## What you are asked to do
Rewrite the lines from the line with "</instance>" to the line with "972L625 978L635 1019H696L652", replacing "positive clicks" with "foreground clicks" and changing nothing else. Give only those lines.

## Input records
[Start of Attachment]
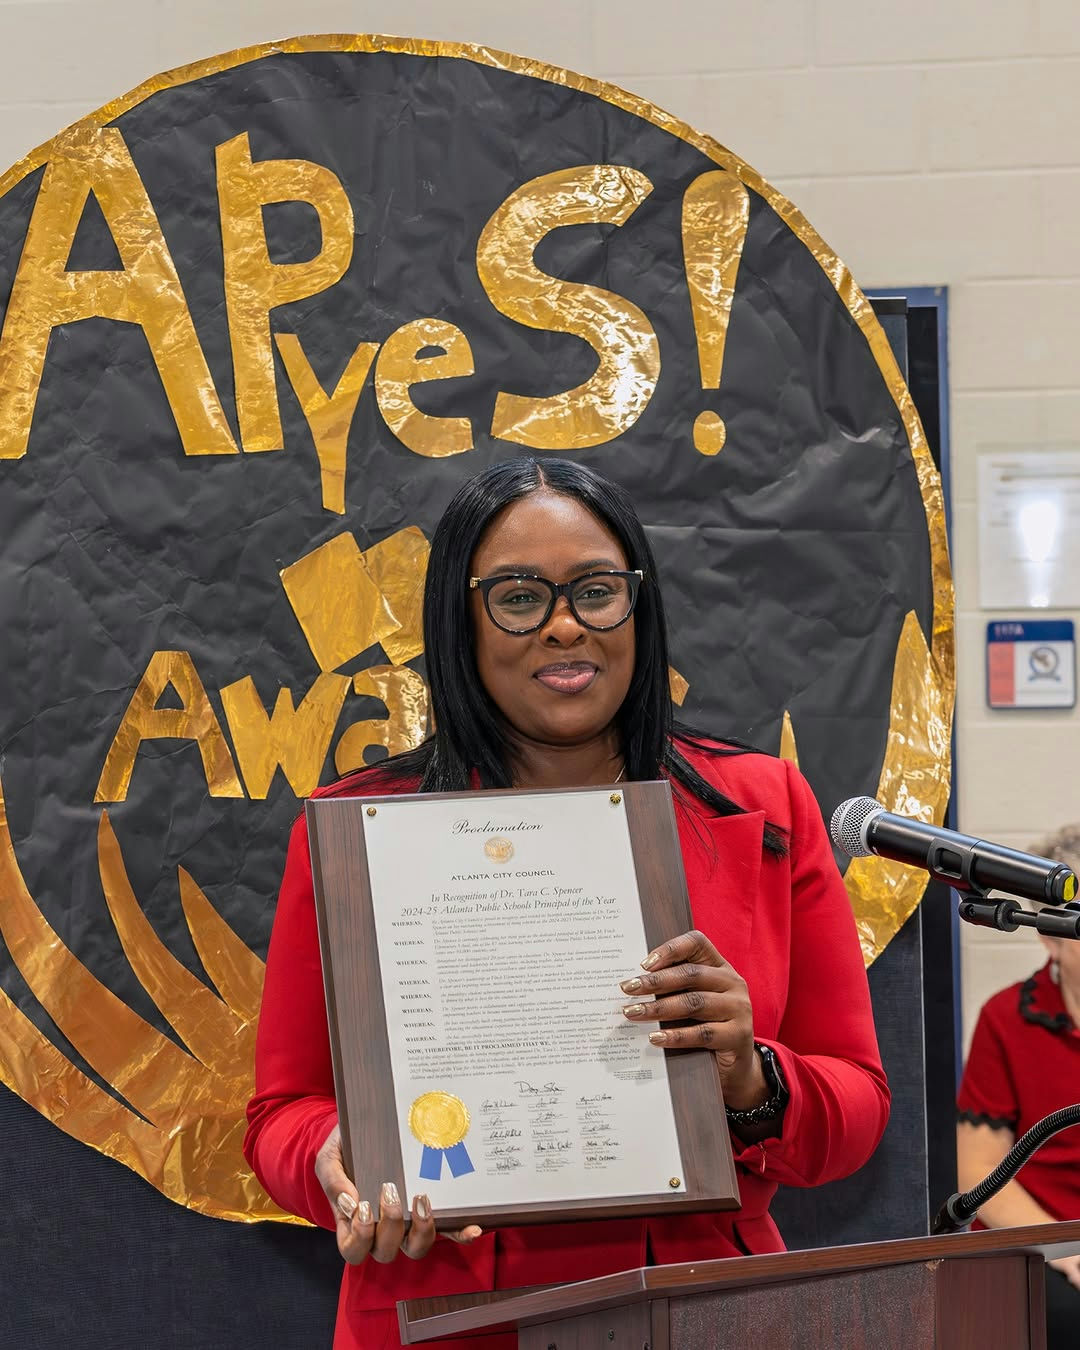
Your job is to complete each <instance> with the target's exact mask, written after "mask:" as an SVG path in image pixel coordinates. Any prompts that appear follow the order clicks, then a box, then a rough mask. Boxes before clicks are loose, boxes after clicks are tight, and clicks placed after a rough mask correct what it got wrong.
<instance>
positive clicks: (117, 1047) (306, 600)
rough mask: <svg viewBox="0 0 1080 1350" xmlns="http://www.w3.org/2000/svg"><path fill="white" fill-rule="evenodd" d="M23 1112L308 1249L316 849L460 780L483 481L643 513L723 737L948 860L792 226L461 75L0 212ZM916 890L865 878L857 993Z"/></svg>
[End of Attachment]
[Start of Attachment]
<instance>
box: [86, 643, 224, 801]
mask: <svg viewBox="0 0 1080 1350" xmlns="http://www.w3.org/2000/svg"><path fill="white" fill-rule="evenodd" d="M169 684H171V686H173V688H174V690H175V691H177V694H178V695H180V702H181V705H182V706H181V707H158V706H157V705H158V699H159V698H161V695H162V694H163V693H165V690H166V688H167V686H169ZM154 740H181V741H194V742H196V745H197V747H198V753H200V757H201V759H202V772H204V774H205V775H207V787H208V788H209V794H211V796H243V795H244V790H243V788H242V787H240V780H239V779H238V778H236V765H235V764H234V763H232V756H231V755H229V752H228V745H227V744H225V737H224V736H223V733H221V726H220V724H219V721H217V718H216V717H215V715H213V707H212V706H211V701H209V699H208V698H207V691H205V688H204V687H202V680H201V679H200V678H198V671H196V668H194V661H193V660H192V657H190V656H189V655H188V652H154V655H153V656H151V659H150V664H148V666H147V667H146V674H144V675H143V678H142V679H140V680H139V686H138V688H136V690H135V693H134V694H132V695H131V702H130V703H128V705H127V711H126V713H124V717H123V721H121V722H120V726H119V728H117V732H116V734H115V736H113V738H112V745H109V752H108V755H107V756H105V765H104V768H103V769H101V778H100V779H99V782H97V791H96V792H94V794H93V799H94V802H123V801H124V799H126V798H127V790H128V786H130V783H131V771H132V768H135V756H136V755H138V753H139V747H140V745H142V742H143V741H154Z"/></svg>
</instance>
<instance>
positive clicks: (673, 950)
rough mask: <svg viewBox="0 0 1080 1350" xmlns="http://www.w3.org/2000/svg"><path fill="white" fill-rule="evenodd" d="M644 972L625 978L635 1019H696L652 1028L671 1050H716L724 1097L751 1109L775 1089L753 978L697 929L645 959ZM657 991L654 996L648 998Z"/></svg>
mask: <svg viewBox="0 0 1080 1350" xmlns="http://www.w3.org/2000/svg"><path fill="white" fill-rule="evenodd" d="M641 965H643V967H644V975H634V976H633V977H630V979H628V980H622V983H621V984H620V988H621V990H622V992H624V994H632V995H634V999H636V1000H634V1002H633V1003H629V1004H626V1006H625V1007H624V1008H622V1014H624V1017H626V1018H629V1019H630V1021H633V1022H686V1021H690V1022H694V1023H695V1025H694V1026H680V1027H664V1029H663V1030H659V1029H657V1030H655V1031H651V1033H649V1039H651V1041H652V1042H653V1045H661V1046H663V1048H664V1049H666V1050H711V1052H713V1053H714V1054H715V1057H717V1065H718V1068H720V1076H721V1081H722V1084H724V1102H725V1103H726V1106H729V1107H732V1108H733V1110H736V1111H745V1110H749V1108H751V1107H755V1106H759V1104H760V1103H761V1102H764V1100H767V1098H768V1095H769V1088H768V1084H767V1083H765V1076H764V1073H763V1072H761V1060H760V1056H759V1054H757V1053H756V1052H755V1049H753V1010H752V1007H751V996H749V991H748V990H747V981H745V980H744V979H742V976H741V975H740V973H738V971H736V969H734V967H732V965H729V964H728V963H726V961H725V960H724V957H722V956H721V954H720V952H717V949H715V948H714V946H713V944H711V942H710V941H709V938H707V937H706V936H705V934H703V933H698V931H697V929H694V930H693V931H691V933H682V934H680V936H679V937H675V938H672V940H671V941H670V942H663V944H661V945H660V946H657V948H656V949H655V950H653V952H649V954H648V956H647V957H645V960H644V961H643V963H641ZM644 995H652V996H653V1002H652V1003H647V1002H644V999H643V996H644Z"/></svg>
[End of Attachment]
## Reply
</instance>
<instance>
foreground clicks: (673, 950)
rough mask: <svg viewBox="0 0 1080 1350" xmlns="http://www.w3.org/2000/svg"><path fill="white" fill-rule="evenodd" d="M644 972L625 978L635 1019H696L652 1028L671 1050H716L724 1097L751 1109L775 1089L753 978L697 929L645 959ZM657 991L654 996L648 998Z"/></svg>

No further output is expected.